## Problem details
Arrange the rows below as a two-column CSV with the header instruction,response, giving one CSV line per row: the row's text in the first field and its answer in the second, each field enclosed in quotation marks and with every line break replaced by a space. Omit the pictures from the output.

## Dataset
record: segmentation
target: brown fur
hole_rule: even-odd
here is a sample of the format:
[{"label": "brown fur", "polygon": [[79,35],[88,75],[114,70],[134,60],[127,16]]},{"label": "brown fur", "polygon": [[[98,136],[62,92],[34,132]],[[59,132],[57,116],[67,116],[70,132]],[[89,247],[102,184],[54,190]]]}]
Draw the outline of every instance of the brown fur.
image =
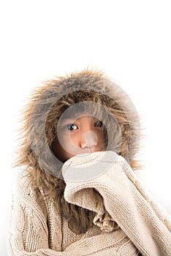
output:
[{"label": "brown fur", "polygon": [[[67,94],[65,94],[66,91]],[[47,81],[43,86],[35,90],[24,110],[21,145],[15,165],[24,166],[35,189],[42,187],[47,191],[47,197],[51,197],[57,203],[61,214],[68,219],[69,227],[77,233],[85,233],[92,225],[94,213],[65,200],[64,180],[53,176],[42,167],[35,157],[32,147],[37,148],[37,154],[41,154],[43,118],[46,120],[45,135],[50,147],[56,136],[58,120],[62,113],[78,102],[91,101],[102,104],[107,111],[103,118],[107,118],[106,123],[109,124],[108,149],[123,156],[136,170],[140,167],[140,163],[134,159],[140,146],[139,118],[127,99],[126,94],[105,78],[102,72],[86,69]],[[35,114],[39,101],[39,111],[36,110]],[[48,108],[49,105],[50,109]],[[121,138],[118,130],[119,127],[116,126],[113,129],[113,118],[119,124]],[[113,141],[115,142],[115,146]],[[46,156],[42,159],[45,161]],[[50,166],[49,167],[50,169]]]}]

## Full response
instruction,response
"record: segmentation target: brown fur hole_rule: even-odd here is a sample of the format: [{""label"": ""brown fur"", ""polygon"": [[79,35],[88,75],[114,70],[134,60],[127,16]]},{""label"": ""brown fur"", ""polygon"": [[[98,136],[62,92],[34,132]],[[59,132],[57,116],[67,116],[70,132]],[[89,247],[102,184],[54,190]]]}] Draw the outline of every instance of the brown fur. image = output:","[{""label"": ""brown fur"", ""polygon"": [[[67,94],[65,94],[66,91]],[[47,81],[43,86],[35,90],[24,110],[21,145],[15,165],[24,166],[35,189],[42,187],[47,191],[47,197],[51,197],[57,203],[61,214],[68,219],[69,227],[77,233],[85,233],[92,225],[94,213],[65,200],[64,180],[53,176],[42,167],[35,157],[32,147],[37,148],[37,154],[41,154],[43,118],[46,120],[45,135],[50,147],[56,136],[58,120],[62,113],[78,102],[91,101],[102,104],[107,111],[103,118],[107,118],[106,123],[109,124],[108,149],[123,156],[136,170],[140,167],[140,163],[134,159],[140,146],[139,118],[127,99],[126,94],[105,78],[102,72],[86,69]],[[35,114],[39,101],[39,111],[36,110]],[[48,108],[49,105],[50,109]],[[121,138],[118,130],[119,127],[116,126],[113,129],[113,118],[119,124]],[[113,141],[115,142],[115,146]],[[46,156],[42,159],[45,161]],[[50,166],[49,167],[50,169]]]}]"